# Your objective:
A bare number is the only acceptable answer: how many lines of these entries include "lace"?

# Data for processing:
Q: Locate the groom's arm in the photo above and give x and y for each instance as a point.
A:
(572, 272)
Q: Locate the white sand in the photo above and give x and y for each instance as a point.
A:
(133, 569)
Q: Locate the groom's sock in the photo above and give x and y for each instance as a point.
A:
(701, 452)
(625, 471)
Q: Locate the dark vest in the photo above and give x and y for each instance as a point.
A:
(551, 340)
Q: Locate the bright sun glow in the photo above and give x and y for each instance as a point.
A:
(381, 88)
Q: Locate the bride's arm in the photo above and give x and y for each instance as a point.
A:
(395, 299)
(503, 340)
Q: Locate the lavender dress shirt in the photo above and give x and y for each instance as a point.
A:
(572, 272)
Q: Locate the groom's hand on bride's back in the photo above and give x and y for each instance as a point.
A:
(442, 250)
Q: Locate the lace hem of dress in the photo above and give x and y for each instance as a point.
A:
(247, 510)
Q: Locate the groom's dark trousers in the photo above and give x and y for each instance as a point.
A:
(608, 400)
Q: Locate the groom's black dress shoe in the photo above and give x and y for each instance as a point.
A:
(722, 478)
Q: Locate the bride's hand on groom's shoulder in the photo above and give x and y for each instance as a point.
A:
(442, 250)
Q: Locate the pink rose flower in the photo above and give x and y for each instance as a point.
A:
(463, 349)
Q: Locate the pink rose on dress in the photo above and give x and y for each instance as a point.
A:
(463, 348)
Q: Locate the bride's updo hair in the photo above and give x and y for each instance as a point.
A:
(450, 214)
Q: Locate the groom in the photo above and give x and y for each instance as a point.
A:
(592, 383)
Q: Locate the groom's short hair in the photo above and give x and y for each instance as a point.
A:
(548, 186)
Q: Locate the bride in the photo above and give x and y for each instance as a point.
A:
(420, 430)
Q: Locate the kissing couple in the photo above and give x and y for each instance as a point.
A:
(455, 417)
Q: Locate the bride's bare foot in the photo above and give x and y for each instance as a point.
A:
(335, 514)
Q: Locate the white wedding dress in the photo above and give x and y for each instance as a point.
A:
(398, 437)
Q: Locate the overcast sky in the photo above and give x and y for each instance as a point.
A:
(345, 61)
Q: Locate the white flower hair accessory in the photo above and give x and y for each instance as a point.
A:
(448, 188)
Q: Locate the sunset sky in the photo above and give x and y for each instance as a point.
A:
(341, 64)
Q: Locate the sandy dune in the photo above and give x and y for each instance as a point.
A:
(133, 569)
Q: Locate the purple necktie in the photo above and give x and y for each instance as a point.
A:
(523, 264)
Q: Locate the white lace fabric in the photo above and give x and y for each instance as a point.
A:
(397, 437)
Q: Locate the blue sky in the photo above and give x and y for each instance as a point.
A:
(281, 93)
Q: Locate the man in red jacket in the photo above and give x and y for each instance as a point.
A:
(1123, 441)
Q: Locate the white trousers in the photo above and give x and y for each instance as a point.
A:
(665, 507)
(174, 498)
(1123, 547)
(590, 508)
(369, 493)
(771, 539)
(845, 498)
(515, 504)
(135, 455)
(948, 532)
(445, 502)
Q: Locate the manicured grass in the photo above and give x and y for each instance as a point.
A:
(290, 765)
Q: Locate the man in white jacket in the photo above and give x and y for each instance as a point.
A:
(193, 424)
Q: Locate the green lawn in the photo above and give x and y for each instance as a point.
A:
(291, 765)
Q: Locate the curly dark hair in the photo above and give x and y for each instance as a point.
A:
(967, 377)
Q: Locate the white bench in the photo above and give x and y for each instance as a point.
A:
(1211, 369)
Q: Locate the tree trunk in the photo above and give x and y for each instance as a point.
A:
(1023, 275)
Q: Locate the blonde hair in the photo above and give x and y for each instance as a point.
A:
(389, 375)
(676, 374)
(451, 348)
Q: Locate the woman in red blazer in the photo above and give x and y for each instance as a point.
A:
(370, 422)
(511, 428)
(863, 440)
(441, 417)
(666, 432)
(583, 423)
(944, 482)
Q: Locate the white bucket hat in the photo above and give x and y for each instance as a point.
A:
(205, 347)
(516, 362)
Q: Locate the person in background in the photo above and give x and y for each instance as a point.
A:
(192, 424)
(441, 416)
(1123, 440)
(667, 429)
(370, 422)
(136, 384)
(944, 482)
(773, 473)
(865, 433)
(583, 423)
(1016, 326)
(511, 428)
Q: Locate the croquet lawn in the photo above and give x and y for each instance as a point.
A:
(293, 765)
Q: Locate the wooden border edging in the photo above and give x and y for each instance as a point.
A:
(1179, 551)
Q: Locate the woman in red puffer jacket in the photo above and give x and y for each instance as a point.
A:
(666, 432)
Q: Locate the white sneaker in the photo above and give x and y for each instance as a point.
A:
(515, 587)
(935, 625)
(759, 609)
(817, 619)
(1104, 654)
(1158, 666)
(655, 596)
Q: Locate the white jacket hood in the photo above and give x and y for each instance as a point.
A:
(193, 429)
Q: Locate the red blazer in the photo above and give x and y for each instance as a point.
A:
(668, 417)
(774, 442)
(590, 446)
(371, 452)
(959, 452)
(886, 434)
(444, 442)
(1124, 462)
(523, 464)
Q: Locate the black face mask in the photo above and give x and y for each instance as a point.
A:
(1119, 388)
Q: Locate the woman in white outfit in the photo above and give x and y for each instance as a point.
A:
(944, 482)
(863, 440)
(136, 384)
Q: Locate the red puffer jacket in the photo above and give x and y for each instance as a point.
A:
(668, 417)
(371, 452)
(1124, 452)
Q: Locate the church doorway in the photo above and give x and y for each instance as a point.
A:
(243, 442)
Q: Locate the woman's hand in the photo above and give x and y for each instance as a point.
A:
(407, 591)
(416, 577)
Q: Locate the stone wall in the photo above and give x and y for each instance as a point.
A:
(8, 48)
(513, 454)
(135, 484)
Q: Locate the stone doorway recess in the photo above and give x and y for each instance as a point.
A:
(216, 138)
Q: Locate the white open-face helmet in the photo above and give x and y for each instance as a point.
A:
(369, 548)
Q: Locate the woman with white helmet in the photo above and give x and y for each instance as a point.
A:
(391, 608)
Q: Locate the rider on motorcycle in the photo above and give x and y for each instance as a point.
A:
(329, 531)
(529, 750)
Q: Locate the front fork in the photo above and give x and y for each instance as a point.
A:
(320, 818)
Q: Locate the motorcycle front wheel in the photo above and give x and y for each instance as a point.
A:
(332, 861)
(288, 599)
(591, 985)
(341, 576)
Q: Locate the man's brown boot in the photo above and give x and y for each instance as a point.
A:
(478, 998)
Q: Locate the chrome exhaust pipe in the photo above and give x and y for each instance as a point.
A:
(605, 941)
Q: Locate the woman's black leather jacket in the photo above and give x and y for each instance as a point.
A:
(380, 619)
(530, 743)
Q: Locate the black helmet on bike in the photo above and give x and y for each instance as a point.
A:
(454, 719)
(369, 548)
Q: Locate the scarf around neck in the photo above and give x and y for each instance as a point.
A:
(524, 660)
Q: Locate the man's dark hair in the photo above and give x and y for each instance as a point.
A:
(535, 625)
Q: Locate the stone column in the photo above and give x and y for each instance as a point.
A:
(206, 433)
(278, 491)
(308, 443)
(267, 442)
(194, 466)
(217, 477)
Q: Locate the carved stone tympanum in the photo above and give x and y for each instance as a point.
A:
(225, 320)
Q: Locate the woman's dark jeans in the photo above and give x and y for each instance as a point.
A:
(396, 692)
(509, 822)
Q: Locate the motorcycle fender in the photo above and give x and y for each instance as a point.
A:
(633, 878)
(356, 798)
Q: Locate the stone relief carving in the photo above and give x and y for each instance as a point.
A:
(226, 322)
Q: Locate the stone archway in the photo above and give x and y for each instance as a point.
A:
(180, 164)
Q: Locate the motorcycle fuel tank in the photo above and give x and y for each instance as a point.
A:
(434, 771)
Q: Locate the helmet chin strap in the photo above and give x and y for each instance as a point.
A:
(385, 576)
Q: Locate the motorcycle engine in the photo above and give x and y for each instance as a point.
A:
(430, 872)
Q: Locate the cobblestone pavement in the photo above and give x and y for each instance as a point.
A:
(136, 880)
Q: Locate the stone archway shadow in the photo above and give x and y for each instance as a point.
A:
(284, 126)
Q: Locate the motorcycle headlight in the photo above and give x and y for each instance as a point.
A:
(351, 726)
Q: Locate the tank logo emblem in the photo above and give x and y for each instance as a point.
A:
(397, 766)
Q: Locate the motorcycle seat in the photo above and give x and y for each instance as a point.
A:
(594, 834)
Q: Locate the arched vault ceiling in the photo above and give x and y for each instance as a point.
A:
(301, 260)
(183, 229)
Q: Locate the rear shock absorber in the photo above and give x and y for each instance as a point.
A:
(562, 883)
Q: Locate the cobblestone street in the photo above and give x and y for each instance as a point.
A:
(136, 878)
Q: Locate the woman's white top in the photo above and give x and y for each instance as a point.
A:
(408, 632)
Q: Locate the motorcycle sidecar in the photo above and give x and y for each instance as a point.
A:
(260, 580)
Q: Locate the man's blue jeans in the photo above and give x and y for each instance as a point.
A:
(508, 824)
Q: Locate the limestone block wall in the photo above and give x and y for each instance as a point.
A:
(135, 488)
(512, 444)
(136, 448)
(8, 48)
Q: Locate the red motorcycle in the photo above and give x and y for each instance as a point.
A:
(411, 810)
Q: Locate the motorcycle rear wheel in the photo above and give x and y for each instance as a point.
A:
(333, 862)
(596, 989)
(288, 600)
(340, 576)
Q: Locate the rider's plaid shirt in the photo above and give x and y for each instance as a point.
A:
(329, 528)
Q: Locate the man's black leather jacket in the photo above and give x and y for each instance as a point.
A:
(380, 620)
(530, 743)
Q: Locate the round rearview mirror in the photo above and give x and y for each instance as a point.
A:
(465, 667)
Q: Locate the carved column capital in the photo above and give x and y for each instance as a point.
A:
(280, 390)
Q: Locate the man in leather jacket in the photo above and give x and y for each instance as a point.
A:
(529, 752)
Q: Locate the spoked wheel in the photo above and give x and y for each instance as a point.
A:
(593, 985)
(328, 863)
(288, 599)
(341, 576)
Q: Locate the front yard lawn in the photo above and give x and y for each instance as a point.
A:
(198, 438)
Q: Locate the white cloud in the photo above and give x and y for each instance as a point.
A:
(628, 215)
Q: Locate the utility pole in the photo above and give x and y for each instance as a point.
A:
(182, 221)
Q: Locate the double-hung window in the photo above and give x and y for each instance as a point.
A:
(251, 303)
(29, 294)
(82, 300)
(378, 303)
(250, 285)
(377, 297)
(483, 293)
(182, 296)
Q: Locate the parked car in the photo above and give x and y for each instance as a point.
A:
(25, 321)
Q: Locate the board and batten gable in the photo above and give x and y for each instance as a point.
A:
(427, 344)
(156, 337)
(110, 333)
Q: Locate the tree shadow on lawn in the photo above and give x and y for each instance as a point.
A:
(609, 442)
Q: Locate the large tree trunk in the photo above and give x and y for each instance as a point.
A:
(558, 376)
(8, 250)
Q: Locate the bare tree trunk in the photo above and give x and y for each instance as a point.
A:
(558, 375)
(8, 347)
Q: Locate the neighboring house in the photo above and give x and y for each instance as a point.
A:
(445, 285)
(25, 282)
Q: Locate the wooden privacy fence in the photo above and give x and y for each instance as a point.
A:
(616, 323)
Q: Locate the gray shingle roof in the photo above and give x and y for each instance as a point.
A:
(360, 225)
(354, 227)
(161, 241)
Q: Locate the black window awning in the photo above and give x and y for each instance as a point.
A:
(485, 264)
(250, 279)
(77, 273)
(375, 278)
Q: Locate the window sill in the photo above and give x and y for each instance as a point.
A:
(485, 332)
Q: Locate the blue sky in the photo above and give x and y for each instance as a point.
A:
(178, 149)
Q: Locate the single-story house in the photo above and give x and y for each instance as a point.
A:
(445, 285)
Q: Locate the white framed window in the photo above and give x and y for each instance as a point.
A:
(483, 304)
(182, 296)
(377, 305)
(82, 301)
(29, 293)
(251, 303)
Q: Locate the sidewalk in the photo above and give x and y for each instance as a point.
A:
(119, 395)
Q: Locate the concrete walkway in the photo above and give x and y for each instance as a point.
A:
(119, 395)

# Result of this task:
2